(begin)
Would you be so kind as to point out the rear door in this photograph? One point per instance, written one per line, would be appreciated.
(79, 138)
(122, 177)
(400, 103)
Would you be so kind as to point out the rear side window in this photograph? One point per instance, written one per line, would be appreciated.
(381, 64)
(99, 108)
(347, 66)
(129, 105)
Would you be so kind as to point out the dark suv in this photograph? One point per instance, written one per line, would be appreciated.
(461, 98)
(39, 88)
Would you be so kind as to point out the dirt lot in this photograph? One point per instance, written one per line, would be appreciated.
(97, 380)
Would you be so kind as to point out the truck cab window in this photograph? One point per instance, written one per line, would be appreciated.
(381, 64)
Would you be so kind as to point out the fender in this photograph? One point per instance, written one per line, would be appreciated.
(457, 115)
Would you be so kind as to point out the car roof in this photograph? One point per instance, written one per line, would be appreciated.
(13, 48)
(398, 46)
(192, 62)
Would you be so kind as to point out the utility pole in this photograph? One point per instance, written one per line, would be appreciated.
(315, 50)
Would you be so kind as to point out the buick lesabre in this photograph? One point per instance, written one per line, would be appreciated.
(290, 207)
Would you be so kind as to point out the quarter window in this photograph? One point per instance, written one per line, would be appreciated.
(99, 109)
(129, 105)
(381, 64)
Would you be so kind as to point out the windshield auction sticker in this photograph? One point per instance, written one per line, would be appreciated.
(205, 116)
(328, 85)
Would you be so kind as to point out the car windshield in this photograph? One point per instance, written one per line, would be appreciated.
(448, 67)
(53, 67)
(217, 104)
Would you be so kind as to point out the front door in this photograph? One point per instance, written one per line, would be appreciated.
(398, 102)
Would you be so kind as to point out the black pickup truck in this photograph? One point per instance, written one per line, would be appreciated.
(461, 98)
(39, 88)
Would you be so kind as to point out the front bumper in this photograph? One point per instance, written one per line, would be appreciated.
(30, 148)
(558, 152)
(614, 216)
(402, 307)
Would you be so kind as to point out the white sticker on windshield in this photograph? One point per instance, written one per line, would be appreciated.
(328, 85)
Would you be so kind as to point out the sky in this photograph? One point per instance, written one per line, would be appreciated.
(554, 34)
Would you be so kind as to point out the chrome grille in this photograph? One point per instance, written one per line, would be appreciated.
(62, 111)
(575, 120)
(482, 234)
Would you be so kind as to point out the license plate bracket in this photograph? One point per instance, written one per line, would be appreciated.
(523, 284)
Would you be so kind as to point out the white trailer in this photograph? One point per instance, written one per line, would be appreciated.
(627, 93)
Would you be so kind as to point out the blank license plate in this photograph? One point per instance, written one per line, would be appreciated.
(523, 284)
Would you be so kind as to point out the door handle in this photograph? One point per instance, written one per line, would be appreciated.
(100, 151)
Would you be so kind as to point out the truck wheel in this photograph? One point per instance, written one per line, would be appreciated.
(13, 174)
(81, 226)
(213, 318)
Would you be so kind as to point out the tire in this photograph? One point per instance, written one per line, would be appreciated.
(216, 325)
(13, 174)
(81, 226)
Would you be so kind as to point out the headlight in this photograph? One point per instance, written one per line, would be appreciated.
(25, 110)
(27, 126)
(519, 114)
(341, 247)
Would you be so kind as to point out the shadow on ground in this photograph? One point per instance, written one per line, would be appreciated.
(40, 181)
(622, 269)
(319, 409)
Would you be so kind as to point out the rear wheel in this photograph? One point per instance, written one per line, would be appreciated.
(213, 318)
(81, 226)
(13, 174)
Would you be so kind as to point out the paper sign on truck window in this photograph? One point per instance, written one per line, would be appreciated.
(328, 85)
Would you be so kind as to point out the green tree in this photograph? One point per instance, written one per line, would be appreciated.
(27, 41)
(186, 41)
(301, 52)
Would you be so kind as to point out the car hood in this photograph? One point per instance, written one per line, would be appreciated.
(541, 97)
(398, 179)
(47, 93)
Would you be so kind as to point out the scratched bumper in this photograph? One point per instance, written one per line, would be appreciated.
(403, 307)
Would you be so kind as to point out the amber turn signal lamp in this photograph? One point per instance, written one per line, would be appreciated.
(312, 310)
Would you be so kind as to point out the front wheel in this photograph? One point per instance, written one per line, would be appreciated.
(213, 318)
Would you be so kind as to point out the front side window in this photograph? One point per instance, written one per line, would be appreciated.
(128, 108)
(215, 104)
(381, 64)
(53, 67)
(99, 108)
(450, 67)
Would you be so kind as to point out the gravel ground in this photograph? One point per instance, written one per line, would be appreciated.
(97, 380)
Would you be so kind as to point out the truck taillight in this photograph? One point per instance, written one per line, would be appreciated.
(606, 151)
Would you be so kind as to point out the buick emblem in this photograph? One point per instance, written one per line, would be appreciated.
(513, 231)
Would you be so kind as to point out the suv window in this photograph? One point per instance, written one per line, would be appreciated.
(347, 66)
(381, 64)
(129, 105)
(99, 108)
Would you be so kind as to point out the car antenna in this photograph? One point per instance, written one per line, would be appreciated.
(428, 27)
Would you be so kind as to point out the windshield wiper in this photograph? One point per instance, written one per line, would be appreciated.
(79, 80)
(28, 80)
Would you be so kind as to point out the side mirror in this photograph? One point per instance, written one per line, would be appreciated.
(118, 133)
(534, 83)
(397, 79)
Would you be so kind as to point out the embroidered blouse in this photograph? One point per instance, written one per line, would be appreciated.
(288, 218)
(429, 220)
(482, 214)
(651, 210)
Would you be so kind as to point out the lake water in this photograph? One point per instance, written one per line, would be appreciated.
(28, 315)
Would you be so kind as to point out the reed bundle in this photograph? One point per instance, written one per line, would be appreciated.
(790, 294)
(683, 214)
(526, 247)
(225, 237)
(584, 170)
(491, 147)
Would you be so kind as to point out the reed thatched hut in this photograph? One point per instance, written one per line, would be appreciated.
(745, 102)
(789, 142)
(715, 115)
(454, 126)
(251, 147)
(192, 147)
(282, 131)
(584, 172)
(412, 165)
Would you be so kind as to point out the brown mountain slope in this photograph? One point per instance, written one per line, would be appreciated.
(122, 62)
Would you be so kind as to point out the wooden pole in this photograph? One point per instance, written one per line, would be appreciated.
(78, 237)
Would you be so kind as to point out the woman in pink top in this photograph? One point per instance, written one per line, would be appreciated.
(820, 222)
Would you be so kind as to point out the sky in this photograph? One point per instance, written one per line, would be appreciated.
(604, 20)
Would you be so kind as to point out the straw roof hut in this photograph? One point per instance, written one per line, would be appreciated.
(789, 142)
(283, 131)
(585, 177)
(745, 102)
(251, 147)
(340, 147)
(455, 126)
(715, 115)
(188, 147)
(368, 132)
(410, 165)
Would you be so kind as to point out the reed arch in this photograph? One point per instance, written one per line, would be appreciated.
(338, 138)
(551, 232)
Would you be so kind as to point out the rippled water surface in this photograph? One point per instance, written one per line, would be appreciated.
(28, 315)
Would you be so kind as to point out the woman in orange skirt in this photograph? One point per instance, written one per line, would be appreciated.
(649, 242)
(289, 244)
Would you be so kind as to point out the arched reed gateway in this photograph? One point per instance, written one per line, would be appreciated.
(end)
The task:
All of the entries should be written out again exactly.

Correct output:
Would you be so kind as to point out the rear door in this photograph? One point per instance, written one per line, would be appreciated.
(79, 138)
(122, 177)
(400, 103)
Would you be so kind as to point out the rear side window in this photograph? One point per instance, written one per line, would be appreciated.
(381, 64)
(99, 108)
(347, 66)
(129, 105)
Would you be so kind as to point out the dark suv in this photograph? One point per instance, written one per line, would be appreciated.
(461, 98)
(39, 88)
Would you be so kind as to point out the dirt lot in this photograph? One point per instance, written one per line, would be appreciated.
(97, 380)
Would you be so kind as to point out the truck cab window in this photograph? One point per instance, written one per line, would be appreciated.
(381, 64)
Would you be so kind as to point out the fender in this photograph? One point per instance, written one per line, would be appreciated.
(457, 115)
Would you be so kind as to point out the car roof in this photograph? One point per instance, written one per line, would be appreciated.
(13, 48)
(398, 46)
(192, 62)
Would you be so kind as to point out the utility pole in this photograph? One point per instance, written one per line, would be appreciated.
(315, 50)
Would you be so kind as to point out the buick lesabre in this photograph? One point per instance, written one per line, would be appreciated.
(290, 207)
Would you be so kind as to point out the quarter window in this photograph? One point per instance, written one per line, would be appreciated.
(99, 109)
(129, 105)
(381, 64)
Would you be so kind as to point out the windshield auction sticker in this photograph? One point per instance, written one per line, would be appreciated.
(205, 116)
(328, 85)
Would you be so kind as to point out the car windshield in this photograph? One point per instance, written one per line, would be appreciated.
(448, 67)
(53, 67)
(217, 104)
Would you be so kind as to point out the front door in this photograph? One point per instance, written one per line, would be appreciated.
(398, 102)
Would you be so kind as to point out the black pickup truck in this photograph? One point per instance, written one per line, would be appreciated.
(461, 98)
(39, 88)
Would you be so kind as to point out the front bumper in this photograph? One point per instance, written one per line, would be appreciated.
(30, 148)
(558, 152)
(614, 216)
(402, 307)
Would you be so kind as to point out the white sticker on windshield in this photograph? One point per instance, written one per line, would be appreciated.
(328, 85)
Would you be so kind as to point out the sky in this photograph? One point per instance, written one per line, would be appreciated.
(554, 34)
Would you be so kind as to point out the chrome grille in this photograph? One point per instance, written one per line, would be appreciated.
(62, 111)
(575, 120)
(482, 234)
Would you be so kind as to point out the license plate bracket in this photograph? One point per instance, written one per line, would be appreciated.
(523, 284)
Would you be so kind as to point out the white trailer in this photograph? One point per instance, written one per line, would be appreciated.
(627, 93)
Would you be so kind as to point out the blank license plate in this photograph? One point per instance, written one per line, would be appreciated.
(523, 284)
Would you be so kind as to point out the door handle in this photograph? One point per instance, written one per line, would be appreciated.
(100, 151)
Would you be so kind as to point out the truck wheel in this photograph? One point per instance, written one per line, would be appreciated.
(13, 174)
(81, 226)
(213, 318)
Would you be so kind as to point out the tire in this photograph? One point per instance, written one per line, would be appreciated.
(216, 325)
(13, 174)
(81, 226)
Would you be so kind as to point out the headlight in this photograph? One point per instance, written one per line, would be appreciated.
(25, 110)
(27, 126)
(519, 114)
(341, 247)
Would you be so kind as to point out the shadow on ground in this photograph? One point per instance, written one per line, would be appreciated.
(40, 181)
(622, 269)
(319, 409)
Would you be so kind as to point out the rear wheel in this photograph? One point per instance, written one per line, would be appreciated.
(213, 318)
(81, 226)
(13, 174)
Would you be so kind as to point out the paper sign on truck window in this photograph? One point per instance, written one per line, would be appreciated.
(328, 85)
Would you be so kind as to point out the green tree in this photograph? One point per instance, written one per line, would be appreciated.
(27, 41)
(186, 41)
(301, 52)
Would you be so kind as to point out the car hood in this photograph? One point per instance, written one per line, would be appreciated.
(541, 97)
(398, 179)
(47, 93)
Would you be so kind as to point out the scratched bumper in this photograph? One point per instance, written one per line, would be appreciated.
(403, 307)
Would you be so kind as to point out the amber turn signal lamp in this photograph? One point per instance, written one per line, would be appreciated.
(312, 310)
Would you be so kind as to point out the front wheel in this photograph? One point per instance, written one per line, would be appreciated.
(213, 318)
Would you be so kind as to point out the front side window in this photograph? One point per instance, written one per line, would be appreciated.
(128, 108)
(215, 104)
(381, 64)
(53, 67)
(99, 108)
(450, 67)
Would you be so kind as to point out the gravel ground in this photograph? One point per instance, written one per line, would be appreciated.
(97, 380)
Would you be so kind as to point out the truck taillight in this photograph? One point per instance, written one per line, would be appreciated.
(606, 151)
Would you be so kind as to point out the buick emblem in this photograph? One point per instance, written one per line, would be appreciated.
(513, 231)
Would you be so kind as to point out the suv window in this photograph? One point per instance, written one per line, would be appreciated.
(347, 66)
(381, 64)
(129, 105)
(99, 108)
Would you be so kind as to point out the car antenna in this photograph? One point per instance, written one per line, would be appreciated.
(428, 27)
Would you be so kind as to point out the windshield wiper in this photograph? One point per instance, written one per line, would be appreciated.
(79, 80)
(28, 80)
Would you be so kind as to point out the side mirror in this photograph? One point per instance, written one per line, would be appreciated.
(118, 133)
(534, 83)
(397, 79)
Would you be so kind as to point out the embroidered blouse in this photograph? One point per instance, written one per line, would be appreciated.
(288, 218)
(429, 220)
(482, 214)
(651, 210)
Would you be so kind as to point out the lake water in this photograph? One point per instance, written one per line, would be appreciated.
(28, 315)
Would you be so kind as to point out the reed bundle in this photograph? One point per instance, written one per line, would be appreciated.
(790, 294)
(683, 214)
(526, 247)
(225, 237)
(584, 170)
(491, 147)
Would you be so kind as to point out the reed thatched hut in this photograph? One point per instance, written one per line, would be appreciated.
(745, 102)
(789, 142)
(715, 115)
(454, 126)
(251, 147)
(192, 147)
(282, 131)
(584, 172)
(412, 165)
Would you be so kind as to point out the brown mountain slope in this photograph? One point per instance, written one per line, would be appreciated.
(122, 62)
Would you be so kind as to point out the wooden pole in this photograph? One point per instance, written one per line, would be appreciated.
(78, 237)
Would you be so kind as to point out the woman in pink top in this photograph? One point per instance, written one per line, would be appreciated.
(820, 222)
Would you be so kind as to point out the sky in this photograph? One point per instance, written one per line, would be appreciated.
(604, 20)
Would you be so kind as to point out the straw roof hut in this photograph? One point per instance, written one per line, would be appreciated.
(789, 142)
(283, 131)
(585, 177)
(745, 102)
(251, 147)
(340, 147)
(455, 126)
(715, 115)
(188, 147)
(368, 132)
(410, 165)
Would you be so kind as to point out the reed arch in this photograph? One point per instance, written one per line, would be appreciated.
(338, 138)
(551, 232)
Would you be so kind as to point out the rippled water surface in this photograph? One point per instance, written one per line, would be appreciated.
(28, 315)
Would you be so kind as to point out the woman in orange skirt in this photograph? One point per instance, written one per line, would be appreciated.
(649, 242)
(289, 244)
Would you be so kind as to point out the arched reed gateway in this photograph? One point per instance, written one per line, would be appreciated.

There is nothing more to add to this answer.